Set problem 1: Edit the records: give the lines from the one containing "Target: television screen" down to the end of the records again, replacing "white wall" with "pale wall" and leaving everything else unchanged.

Document passage:
▬▬▬▬▬▬
# Deer burgers



## peelin' drag (Oct 21, 2005)

What do y'all mix with it? I've had them straight deer but the wife doesn't like em.


----------



## Part Timer (Jul 2, 2012)

I mix mine 2/3 deer and 1/3 Jimmy dean breakfast. Makes the patties hold better too. Just make sure you account for shrinkage cause of the pork. 

Sent from my SM-G900V using Tapatalk


----------



## BrandonH (Oct 15, 2006)

I've done several different mixes and two years ago I finally found the prefect one for my family. 50% venison, 25% brisket, & 25% bacon ends.


----------



## RB II (Feb 26, 2009)

10 lbs deer meat to one lb beef fat. 10% fat. We trim briskets and save it to mix with deer. You can go 25% with whole brisket and it is good also. 

Vacuum seal is best way to keep it. Will keep like fresh for several months. You can wrap it in paper and it is good for a couple months. After that gets kinda gamey.


----------



## peelin' drag (Oct 21, 2005)

I've got the ground meat already in 1 lb packages. How much do I mix with one package to make burgers?


----------



## Profish00 (May 21, 2004)

Hamburger helper, marie callenders


----------



## dbarham (Aug 13, 2005)
▬▬▬▬▬▬
Available records:
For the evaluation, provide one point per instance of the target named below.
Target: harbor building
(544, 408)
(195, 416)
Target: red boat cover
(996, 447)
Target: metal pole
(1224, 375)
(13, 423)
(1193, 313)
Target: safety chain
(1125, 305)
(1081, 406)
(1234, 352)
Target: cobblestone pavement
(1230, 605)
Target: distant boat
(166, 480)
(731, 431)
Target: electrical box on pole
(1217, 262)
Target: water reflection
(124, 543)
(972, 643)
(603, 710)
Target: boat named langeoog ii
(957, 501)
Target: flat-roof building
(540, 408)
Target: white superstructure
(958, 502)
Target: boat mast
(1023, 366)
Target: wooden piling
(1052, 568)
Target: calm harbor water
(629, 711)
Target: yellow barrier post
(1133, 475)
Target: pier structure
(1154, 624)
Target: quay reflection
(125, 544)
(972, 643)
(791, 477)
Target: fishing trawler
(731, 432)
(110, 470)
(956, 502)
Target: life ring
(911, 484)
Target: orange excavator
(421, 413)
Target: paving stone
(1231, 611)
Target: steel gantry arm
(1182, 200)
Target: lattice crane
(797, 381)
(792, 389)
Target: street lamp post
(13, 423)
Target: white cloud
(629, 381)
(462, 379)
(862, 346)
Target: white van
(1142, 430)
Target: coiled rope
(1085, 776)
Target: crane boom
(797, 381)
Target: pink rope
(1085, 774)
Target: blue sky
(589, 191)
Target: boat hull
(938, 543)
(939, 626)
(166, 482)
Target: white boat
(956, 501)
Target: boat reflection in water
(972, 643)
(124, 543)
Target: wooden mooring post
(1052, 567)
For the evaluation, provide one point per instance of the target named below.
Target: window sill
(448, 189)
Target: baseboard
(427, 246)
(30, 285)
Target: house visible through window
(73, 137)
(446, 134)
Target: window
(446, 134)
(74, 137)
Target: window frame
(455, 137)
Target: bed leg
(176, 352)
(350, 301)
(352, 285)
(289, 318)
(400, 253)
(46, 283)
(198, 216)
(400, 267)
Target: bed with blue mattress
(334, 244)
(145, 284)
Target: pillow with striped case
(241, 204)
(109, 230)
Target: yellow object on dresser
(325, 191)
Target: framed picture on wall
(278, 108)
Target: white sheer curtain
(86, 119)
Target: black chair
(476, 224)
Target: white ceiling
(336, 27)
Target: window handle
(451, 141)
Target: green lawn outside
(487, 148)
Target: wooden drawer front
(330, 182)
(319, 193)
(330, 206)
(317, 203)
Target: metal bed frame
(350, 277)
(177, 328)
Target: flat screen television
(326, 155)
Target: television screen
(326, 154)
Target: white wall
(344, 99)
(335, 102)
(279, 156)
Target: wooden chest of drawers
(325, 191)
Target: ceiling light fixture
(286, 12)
▬▬▬▬▬▬
Set problem 2: Copy word for word everything in the deer burger thread from "# Deer burgers" down to "(Jul 2, 2012)".

Response 1:
Target: television screen
(326, 154)
Target: pale wall
(344, 99)
(335, 102)
(279, 156)
Target: wooden chest of drawers
(325, 191)
Target: ceiling light fixture
(286, 12)

Response 2:
# Deer burgers



## peelin' drag (Oct 21, 2005)

What do y'all mix with it? I've had them straight deer but the wife doesn't like em.


----------



## Part Timer (Jul 2, 2012)